• _Task instructions_
Gather every line in the material below that contains the word "grassy", and copy each one.
-=-=-
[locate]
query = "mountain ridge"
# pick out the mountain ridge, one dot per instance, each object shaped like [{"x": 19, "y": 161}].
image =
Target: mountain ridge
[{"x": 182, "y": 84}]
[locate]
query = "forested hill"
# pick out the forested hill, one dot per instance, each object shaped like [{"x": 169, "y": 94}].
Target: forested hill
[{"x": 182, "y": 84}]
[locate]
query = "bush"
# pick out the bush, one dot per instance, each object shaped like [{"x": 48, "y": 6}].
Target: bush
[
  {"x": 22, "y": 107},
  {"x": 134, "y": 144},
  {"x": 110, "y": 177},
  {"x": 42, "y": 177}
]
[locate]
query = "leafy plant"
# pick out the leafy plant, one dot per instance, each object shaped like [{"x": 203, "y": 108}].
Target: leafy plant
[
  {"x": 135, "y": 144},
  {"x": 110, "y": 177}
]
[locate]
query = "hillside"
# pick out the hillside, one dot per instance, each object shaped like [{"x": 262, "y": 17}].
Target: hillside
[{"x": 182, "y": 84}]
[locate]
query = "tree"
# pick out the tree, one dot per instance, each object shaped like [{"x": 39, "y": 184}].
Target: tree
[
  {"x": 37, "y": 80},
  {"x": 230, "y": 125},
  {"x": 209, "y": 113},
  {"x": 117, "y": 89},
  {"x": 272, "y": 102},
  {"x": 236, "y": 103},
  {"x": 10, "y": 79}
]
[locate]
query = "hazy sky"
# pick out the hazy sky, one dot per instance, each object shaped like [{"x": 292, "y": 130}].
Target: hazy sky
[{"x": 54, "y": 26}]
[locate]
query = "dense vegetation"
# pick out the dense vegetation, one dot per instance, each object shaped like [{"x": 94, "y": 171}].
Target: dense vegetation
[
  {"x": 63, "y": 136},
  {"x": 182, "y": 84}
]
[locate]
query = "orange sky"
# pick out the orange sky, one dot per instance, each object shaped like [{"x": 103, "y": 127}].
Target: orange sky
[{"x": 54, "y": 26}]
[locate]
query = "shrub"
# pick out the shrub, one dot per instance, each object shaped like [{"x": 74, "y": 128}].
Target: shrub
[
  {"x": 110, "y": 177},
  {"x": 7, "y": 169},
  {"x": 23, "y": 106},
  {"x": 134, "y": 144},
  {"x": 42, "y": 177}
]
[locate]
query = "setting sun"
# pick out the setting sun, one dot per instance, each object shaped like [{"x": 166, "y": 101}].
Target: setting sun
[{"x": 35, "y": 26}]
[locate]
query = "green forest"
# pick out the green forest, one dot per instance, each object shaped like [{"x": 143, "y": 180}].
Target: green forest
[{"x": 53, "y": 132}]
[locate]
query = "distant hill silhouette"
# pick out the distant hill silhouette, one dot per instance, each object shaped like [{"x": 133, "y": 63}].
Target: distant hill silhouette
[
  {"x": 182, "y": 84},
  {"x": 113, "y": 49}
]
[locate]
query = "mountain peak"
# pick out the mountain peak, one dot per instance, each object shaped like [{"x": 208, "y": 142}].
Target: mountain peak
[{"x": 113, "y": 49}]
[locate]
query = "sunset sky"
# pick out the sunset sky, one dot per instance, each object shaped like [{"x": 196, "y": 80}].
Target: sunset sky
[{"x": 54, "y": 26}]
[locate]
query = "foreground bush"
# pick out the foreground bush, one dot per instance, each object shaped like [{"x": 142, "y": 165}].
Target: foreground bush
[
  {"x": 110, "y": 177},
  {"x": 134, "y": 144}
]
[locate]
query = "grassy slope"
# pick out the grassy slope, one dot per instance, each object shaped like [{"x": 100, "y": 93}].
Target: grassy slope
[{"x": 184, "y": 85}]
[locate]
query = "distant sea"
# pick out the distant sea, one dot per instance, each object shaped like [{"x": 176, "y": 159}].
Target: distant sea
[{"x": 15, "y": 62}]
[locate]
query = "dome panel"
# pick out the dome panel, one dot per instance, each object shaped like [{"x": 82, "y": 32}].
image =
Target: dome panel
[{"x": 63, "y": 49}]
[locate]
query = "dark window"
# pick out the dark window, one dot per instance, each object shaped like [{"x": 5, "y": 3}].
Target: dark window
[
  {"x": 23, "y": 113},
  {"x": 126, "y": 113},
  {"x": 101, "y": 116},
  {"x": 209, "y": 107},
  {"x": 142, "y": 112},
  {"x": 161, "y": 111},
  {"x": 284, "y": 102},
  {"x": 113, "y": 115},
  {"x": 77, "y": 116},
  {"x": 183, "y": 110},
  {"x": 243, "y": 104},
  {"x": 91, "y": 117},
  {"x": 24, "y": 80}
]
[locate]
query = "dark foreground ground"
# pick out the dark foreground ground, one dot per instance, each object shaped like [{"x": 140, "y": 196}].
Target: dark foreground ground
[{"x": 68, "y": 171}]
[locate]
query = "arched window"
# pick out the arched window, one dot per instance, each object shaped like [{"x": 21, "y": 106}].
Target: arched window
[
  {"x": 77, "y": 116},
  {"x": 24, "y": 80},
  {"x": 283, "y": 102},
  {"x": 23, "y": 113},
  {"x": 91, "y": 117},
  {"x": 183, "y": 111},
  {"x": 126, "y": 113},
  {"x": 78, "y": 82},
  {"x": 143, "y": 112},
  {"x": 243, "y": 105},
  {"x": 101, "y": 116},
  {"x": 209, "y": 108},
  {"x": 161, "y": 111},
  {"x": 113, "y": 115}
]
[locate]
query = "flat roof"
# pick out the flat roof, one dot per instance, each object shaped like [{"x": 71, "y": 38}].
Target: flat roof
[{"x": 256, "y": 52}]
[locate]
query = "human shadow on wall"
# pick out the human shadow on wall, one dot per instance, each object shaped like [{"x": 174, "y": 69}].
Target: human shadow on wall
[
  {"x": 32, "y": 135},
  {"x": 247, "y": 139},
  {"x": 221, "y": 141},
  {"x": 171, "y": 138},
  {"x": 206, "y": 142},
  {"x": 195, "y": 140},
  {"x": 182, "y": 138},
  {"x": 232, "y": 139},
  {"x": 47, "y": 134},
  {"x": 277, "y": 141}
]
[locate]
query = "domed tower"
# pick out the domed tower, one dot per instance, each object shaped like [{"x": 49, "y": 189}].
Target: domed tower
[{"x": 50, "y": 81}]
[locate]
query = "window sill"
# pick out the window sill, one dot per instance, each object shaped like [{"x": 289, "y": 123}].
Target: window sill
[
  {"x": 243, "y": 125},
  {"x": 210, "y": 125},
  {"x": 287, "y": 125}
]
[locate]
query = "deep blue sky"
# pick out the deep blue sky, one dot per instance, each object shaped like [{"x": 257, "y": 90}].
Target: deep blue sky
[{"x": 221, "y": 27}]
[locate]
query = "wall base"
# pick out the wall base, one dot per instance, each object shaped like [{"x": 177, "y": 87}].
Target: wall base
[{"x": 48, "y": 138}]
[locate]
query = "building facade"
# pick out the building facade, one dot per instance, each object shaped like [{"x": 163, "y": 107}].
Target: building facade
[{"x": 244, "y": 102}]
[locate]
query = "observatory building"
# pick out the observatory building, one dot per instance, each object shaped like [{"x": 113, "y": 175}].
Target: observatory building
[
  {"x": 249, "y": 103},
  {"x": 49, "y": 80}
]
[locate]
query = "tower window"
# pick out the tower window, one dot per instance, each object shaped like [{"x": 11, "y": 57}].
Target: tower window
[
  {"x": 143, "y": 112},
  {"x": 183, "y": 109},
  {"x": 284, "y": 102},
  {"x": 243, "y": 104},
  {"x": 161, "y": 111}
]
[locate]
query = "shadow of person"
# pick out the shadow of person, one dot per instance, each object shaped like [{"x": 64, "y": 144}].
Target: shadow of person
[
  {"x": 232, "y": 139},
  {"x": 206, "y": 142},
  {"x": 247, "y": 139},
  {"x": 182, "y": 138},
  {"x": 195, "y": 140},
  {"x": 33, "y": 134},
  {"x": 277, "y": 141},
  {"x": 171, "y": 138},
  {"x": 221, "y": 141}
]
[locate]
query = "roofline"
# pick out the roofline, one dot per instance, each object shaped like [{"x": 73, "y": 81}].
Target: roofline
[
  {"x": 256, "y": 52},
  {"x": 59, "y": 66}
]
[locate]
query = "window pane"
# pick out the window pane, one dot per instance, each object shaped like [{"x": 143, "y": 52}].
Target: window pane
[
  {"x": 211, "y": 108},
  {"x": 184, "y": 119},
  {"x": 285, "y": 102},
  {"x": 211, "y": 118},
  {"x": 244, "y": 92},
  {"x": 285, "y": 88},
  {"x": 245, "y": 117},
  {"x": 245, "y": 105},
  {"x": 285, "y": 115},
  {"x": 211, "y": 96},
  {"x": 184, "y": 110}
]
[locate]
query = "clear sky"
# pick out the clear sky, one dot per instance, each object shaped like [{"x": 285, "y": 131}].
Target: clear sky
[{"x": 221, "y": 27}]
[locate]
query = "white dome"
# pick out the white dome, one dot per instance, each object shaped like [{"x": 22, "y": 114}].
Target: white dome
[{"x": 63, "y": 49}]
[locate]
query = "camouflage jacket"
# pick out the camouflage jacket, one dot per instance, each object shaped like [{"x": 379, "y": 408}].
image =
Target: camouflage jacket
-=-=-
• _Complete response_
query = "grassy slope"
# pick out the grassy slope, one dot per instance, each object shaped like [{"x": 100, "y": 93}].
Target: grassy slope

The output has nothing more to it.